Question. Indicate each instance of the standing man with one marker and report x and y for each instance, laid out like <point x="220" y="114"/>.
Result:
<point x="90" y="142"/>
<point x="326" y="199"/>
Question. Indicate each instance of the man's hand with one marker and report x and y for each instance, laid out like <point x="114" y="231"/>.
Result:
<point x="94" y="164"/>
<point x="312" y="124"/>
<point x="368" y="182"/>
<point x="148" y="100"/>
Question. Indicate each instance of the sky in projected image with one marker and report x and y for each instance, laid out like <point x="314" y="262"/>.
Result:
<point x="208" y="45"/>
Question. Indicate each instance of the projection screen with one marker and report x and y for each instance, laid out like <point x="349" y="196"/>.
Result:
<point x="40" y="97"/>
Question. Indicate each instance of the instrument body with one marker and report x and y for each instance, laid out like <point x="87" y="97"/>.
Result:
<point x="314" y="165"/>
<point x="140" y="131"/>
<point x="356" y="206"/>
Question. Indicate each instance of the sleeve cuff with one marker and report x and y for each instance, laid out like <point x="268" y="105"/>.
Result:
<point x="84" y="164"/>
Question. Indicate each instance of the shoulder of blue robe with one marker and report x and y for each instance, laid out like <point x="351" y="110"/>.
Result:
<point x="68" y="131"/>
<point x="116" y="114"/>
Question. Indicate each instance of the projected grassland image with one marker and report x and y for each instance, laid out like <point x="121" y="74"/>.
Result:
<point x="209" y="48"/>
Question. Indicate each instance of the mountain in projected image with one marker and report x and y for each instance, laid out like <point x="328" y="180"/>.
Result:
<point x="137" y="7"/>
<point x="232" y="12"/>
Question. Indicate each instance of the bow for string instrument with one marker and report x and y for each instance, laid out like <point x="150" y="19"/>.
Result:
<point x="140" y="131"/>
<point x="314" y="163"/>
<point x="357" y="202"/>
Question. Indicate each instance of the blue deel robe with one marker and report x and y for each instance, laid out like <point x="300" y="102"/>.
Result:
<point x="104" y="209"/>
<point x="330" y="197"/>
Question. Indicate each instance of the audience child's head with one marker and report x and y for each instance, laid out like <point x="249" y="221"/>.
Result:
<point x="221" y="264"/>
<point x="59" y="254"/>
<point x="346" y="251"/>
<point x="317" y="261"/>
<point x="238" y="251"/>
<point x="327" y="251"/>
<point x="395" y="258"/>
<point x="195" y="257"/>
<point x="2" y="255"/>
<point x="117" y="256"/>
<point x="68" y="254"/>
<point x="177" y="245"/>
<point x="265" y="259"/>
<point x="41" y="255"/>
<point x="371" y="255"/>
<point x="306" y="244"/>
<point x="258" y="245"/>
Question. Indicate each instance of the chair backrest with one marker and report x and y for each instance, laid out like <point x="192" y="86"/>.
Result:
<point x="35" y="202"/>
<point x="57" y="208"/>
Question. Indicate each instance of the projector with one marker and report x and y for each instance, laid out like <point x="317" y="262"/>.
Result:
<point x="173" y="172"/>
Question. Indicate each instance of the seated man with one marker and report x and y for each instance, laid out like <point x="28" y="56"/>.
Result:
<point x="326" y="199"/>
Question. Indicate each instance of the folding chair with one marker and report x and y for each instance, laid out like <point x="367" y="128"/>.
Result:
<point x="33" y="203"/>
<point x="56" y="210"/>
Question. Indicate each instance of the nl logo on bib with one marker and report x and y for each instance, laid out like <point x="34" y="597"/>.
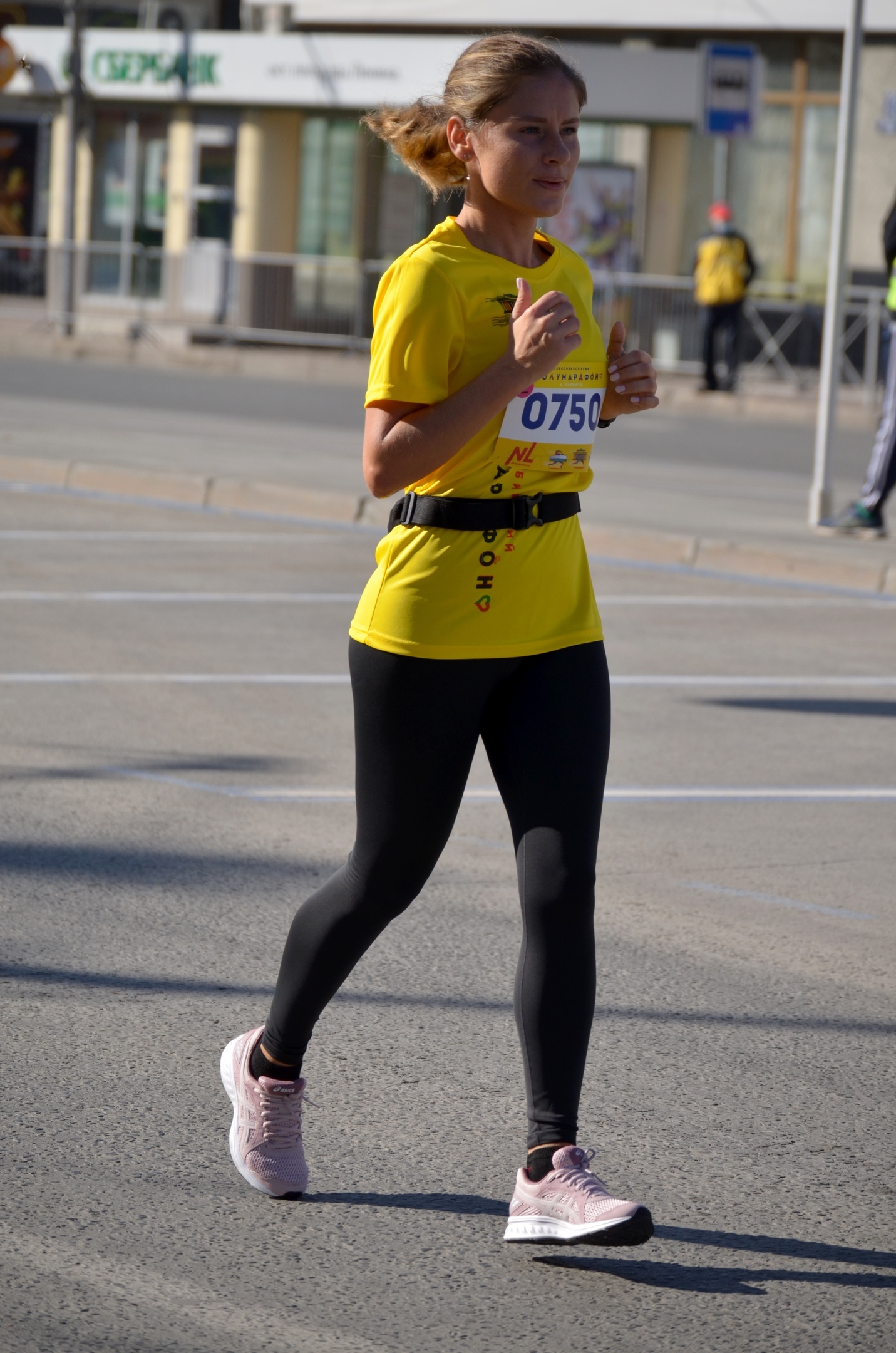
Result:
<point x="553" y="424"/>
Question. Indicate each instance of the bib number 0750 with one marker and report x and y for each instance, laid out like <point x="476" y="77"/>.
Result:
<point x="560" y="410"/>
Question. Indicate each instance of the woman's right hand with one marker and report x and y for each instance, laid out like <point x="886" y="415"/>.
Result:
<point x="542" y="333"/>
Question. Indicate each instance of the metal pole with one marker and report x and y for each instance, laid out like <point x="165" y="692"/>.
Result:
<point x="73" y="107"/>
<point x="821" y="501"/>
<point x="721" y="170"/>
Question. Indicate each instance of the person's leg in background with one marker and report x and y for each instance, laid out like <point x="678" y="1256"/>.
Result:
<point x="882" y="470"/>
<point x="546" y="731"/>
<point x="731" y="323"/>
<point x="709" y="321"/>
<point x="865" y="516"/>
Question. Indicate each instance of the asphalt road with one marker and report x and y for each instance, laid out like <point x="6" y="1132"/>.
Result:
<point x="158" y="834"/>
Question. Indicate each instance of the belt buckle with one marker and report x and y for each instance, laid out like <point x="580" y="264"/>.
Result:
<point x="531" y="520"/>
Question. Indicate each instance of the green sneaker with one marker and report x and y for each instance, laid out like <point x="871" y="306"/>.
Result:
<point x="856" y="520"/>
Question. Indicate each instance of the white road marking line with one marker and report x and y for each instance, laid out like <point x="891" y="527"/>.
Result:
<point x="342" y="678"/>
<point x="230" y="536"/>
<point x="777" y="901"/>
<point x="646" y="795"/>
<point x="254" y="598"/>
<point x="324" y="598"/>
<point x="676" y="599"/>
<point x="177" y="678"/>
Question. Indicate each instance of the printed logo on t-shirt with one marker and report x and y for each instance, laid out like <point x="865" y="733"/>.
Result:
<point x="507" y="301"/>
<point x="551" y="425"/>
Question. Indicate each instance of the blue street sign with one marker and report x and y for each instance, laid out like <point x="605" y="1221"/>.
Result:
<point x="733" y="75"/>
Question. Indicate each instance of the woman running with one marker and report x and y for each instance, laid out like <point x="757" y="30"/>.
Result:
<point x="488" y="385"/>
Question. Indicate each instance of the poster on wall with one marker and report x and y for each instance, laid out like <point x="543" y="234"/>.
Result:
<point x="18" y="153"/>
<point x="597" y="217"/>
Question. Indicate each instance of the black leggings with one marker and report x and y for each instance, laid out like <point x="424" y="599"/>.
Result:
<point x="545" y="722"/>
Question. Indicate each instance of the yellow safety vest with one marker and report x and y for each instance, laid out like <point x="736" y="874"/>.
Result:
<point x="721" y="276"/>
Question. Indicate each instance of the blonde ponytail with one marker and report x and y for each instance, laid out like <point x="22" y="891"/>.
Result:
<point x="483" y="76"/>
<point x="417" y="134"/>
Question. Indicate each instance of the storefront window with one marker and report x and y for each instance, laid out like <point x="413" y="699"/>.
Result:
<point x="597" y="142"/>
<point x="18" y="168"/>
<point x="130" y="160"/>
<point x="404" y="209"/>
<point x="780" y="179"/>
<point x="215" y="174"/>
<point x="327" y="187"/>
<point x="816" y="187"/>
<point x="758" y="178"/>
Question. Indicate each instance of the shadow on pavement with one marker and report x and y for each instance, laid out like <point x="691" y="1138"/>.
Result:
<point x="684" y="1278"/>
<point x="225" y="764"/>
<point x="869" y="708"/>
<point x="131" y="982"/>
<point x="459" y="1205"/>
<point x="781" y="1245"/>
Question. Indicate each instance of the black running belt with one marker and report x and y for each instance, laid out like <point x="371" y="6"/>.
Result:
<point x="483" y="513"/>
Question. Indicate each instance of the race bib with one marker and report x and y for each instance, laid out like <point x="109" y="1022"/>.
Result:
<point x="553" y="424"/>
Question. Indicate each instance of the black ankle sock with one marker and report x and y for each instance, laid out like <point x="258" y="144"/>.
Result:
<point x="540" y="1163"/>
<point x="259" y="1065"/>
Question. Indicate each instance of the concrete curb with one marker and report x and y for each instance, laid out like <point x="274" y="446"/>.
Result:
<point x="287" y="501"/>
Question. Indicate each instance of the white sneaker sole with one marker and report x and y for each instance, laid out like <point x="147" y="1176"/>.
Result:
<point x="227" y="1076"/>
<point x="547" y="1230"/>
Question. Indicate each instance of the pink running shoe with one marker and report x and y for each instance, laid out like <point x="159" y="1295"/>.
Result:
<point x="265" y="1134"/>
<point x="570" y="1206"/>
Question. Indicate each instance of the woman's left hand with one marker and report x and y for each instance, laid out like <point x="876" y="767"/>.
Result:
<point x="631" y="378"/>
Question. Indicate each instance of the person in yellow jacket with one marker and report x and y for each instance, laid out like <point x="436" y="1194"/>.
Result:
<point x="723" y="269"/>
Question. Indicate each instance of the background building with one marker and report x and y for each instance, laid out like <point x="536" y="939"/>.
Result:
<point x="203" y="138"/>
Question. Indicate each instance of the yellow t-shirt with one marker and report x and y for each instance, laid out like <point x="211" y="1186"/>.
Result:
<point x="440" y="318"/>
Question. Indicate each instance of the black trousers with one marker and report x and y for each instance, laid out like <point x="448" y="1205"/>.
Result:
<point x="545" y="722"/>
<point x="726" y="321"/>
<point x="882" y="470"/>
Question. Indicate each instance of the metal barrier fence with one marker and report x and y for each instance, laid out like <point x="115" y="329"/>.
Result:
<point x="302" y="299"/>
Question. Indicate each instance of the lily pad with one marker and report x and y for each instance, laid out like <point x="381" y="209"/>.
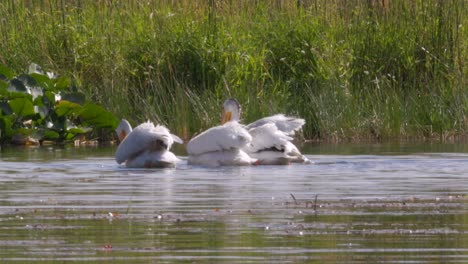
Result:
<point x="65" y="107"/>
<point x="22" y="106"/>
<point x="95" y="115"/>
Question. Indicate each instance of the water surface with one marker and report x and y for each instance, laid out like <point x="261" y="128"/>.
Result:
<point x="354" y="204"/>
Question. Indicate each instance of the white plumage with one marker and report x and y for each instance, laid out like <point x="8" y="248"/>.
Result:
<point x="266" y="141"/>
<point x="271" y="142"/>
<point x="146" y="146"/>
<point x="220" y="145"/>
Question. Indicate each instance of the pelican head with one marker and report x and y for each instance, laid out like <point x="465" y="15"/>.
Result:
<point x="231" y="110"/>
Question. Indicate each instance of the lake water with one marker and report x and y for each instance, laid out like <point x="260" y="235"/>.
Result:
<point x="393" y="203"/>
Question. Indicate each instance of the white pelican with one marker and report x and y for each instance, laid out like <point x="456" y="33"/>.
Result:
<point x="221" y="145"/>
<point x="271" y="136"/>
<point x="146" y="146"/>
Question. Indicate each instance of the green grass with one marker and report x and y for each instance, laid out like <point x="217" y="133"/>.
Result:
<point x="391" y="69"/>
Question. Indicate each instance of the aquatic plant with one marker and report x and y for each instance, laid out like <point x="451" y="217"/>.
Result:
<point x="43" y="106"/>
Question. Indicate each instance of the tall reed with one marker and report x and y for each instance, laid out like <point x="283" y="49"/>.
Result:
<point x="353" y="69"/>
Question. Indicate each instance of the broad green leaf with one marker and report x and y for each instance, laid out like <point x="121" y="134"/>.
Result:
<point x="42" y="110"/>
<point x="50" y="135"/>
<point x="48" y="98"/>
<point x="5" y="127"/>
<point x="80" y="130"/>
<point x="17" y="85"/>
<point x="75" y="97"/>
<point x="22" y="106"/>
<point x="65" y="108"/>
<point x="95" y="115"/>
<point x="6" y="72"/>
<point x="3" y="86"/>
<point x="5" y="108"/>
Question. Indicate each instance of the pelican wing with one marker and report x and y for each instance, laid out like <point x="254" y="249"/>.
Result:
<point x="141" y="138"/>
<point x="226" y="137"/>
<point x="284" y="123"/>
<point x="266" y="137"/>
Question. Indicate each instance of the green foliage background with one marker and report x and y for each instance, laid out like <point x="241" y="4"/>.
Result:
<point x="353" y="69"/>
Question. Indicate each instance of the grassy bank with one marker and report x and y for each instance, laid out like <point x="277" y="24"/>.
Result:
<point x="353" y="69"/>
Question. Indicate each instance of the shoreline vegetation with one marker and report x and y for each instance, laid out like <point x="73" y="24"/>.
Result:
<point x="354" y="70"/>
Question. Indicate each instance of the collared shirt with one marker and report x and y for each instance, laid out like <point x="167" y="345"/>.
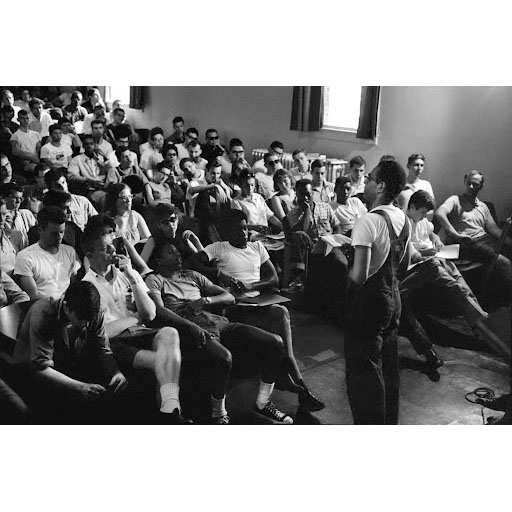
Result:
<point x="117" y="300"/>
<point x="46" y="341"/>
<point x="323" y="221"/>
<point x="323" y="193"/>
<point x="255" y="207"/>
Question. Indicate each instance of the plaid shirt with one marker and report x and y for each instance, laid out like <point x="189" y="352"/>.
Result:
<point x="323" y="221"/>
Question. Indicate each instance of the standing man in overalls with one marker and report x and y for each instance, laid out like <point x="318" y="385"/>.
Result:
<point x="381" y="244"/>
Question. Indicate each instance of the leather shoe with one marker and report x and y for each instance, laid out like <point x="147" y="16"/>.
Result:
<point x="309" y="401"/>
<point x="433" y="360"/>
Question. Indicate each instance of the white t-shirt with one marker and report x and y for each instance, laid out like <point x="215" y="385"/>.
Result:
<point x="58" y="156"/>
<point x="27" y="141"/>
<point x="241" y="264"/>
<point x="255" y="208"/>
<point x="420" y="234"/>
<point x="371" y="230"/>
<point x="116" y="296"/>
<point x="51" y="272"/>
<point x="349" y="213"/>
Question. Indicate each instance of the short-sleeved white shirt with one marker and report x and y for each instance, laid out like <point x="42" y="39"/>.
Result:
<point x="116" y="296"/>
<point x="51" y="272"/>
<point x="241" y="264"/>
<point x="58" y="156"/>
<point x="371" y="230"/>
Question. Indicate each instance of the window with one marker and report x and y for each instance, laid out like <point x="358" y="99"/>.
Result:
<point x="118" y="92"/>
<point x="342" y="105"/>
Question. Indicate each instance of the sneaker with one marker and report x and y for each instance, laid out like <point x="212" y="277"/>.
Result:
<point x="221" y="420"/>
<point x="296" y="286"/>
<point x="272" y="413"/>
<point x="175" y="418"/>
<point x="309" y="401"/>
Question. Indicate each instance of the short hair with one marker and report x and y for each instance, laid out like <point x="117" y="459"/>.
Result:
<point x="302" y="184"/>
<point x="245" y="175"/>
<point x="317" y="164"/>
<point x="235" y="142"/>
<point x="52" y="176"/>
<point x="54" y="127"/>
<point x="56" y="198"/>
<point x="121" y="131"/>
<point x="393" y="175"/>
<point x="50" y="214"/>
<point x="421" y="199"/>
<point x="413" y="157"/>
<point x="33" y="103"/>
<point x="357" y="161"/>
<point x="341" y="181"/>
<point x="474" y="172"/>
<point x="278" y="176"/>
<point x="6" y="189"/>
<point x="83" y="299"/>
<point x="155" y="131"/>
<point x="276" y="144"/>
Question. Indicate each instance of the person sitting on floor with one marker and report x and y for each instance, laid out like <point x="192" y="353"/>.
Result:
<point x="258" y="214"/>
<point x="468" y="222"/>
<point x="415" y="166"/>
<point x="64" y="350"/>
<point x="46" y="268"/>
<point x="189" y="294"/>
<point x="127" y="305"/>
<point x="347" y="209"/>
<point x="326" y="275"/>
<point x="245" y="266"/>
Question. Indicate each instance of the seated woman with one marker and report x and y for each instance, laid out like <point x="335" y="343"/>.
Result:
<point x="11" y="242"/>
<point x="284" y="200"/>
<point x="166" y="228"/>
<point x="157" y="189"/>
<point x="259" y="215"/>
<point x="415" y="165"/>
<point x="346" y="209"/>
<point x="129" y="223"/>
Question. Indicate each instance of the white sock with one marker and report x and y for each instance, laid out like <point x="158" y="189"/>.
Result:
<point x="264" y="394"/>
<point x="219" y="407"/>
<point x="170" y="394"/>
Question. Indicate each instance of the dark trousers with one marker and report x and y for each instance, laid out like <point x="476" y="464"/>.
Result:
<point x="371" y="353"/>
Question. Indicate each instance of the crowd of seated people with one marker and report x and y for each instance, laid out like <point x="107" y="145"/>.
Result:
<point x="155" y="276"/>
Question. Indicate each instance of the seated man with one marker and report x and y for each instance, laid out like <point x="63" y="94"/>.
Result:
<point x="25" y="144"/>
<point x="356" y="172"/>
<point x="468" y="222"/>
<point x="127" y="305"/>
<point x="55" y="153"/>
<point x="46" y="268"/>
<point x="276" y="148"/>
<point x="17" y="218"/>
<point x="303" y="166"/>
<point x="245" y="266"/>
<point x="87" y="172"/>
<point x="323" y="191"/>
<point x="265" y="179"/>
<point x="64" y="349"/>
<point x="81" y="208"/>
<point x="326" y="275"/>
<point x="189" y="294"/>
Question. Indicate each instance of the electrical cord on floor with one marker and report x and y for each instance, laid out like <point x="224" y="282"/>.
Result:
<point x="482" y="394"/>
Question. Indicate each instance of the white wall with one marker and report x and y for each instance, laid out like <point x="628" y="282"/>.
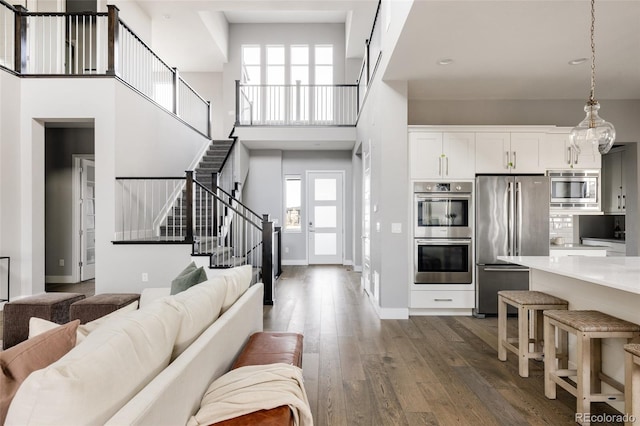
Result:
<point x="132" y="138"/>
<point x="285" y="34"/>
<point x="10" y="235"/>
<point x="383" y="123"/>
<point x="298" y="163"/>
<point x="262" y="190"/>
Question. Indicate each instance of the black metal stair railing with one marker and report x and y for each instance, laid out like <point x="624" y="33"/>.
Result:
<point x="172" y="210"/>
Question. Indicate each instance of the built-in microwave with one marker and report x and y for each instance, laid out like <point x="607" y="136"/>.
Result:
<point x="574" y="190"/>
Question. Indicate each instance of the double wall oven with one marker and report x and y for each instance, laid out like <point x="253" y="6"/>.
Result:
<point x="443" y="249"/>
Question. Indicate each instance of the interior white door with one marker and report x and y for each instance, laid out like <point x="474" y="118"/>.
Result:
<point x="87" y="220"/>
<point x="325" y="201"/>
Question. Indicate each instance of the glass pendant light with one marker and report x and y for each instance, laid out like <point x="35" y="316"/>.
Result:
<point x="593" y="129"/>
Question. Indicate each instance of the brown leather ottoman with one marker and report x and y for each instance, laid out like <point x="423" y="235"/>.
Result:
<point x="97" y="306"/>
<point x="268" y="348"/>
<point x="50" y="306"/>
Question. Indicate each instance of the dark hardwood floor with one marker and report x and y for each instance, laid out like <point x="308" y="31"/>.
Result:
<point x="360" y="370"/>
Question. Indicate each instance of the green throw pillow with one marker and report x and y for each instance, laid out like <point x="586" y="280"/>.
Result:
<point x="190" y="268"/>
<point x="183" y="282"/>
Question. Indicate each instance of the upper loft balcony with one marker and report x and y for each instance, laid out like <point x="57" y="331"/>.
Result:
<point x="297" y="105"/>
<point x="96" y="45"/>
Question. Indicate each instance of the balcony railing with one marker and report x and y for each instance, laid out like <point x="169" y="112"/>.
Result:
<point x="372" y="56"/>
<point x="90" y="44"/>
<point x="296" y="105"/>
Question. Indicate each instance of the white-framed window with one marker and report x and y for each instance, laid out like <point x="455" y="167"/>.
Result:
<point x="323" y="73"/>
<point x="275" y="96"/>
<point x="293" y="203"/>
<point x="299" y="79"/>
<point x="251" y="64"/>
<point x="250" y="98"/>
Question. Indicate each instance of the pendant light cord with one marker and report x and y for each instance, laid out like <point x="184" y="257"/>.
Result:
<point x="593" y="52"/>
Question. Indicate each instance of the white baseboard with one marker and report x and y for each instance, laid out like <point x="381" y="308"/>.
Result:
<point x="461" y="312"/>
<point x="59" y="279"/>
<point x="295" y="262"/>
<point x="393" y="313"/>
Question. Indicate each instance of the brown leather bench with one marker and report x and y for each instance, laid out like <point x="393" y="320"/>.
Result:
<point x="268" y="348"/>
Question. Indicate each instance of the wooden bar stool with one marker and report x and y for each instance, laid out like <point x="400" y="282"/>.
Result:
<point x="589" y="327"/>
<point x="524" y="301"/>
<point x="632" y="381"/>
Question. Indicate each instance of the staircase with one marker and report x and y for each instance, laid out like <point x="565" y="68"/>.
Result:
<point x="206" y="228"/>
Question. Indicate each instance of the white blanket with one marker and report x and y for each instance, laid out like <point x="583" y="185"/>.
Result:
<point x="253" y="388"/>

***

§ Problem to work on
Can you lay out everything from the line containing "Question. Indicate each instance of the white baseboard" down to the end of the records above as a two-column CSV with headers text and answer? Use one row per record, put each field in quotes, and replace any line breaks with spaces.

§ Reply to the exercise
text,answer
"Question. Indicate each instance of the white baseboard with one marker and report x and y for each instance, laid out like <point x=""381"" y=""308""/>. Result:","<point x=""461"" y=""312""/> <point x=""59"" y=""279""/> <point x=""295"" y=""262""/> <point x=""393"" y=""313""/>"
"Question. Indicate each instance of the brown leather bench with one marker and report x and y for each instance, laid out like <point x=""393"" y=""320""/>. Result:","<point x=""268"" y=""348""/>"
"Question. Indicate each instance of the wooden bar stool with one marker and report x and y for each instance, laid out like <point x=""400"" y=""282""/>. Result:","<point x=""589"" y=""327""/> <point x=""524"" y=""301""/> <point x=""632"" y=""381""/>"
"Question. Indicate each instance of the staircase with one marker and report x and y for each instance, laid out like <point x=""565"" y=""68""/>. Result:","<point x=""206"" y=""228""/>"
"Question. Indicate each instance of the white blanket with one marker and report x and y for each instance, laid out like <point x=""583"" y=""185""/>. Result:","<point x=""253"" y=""388""/>"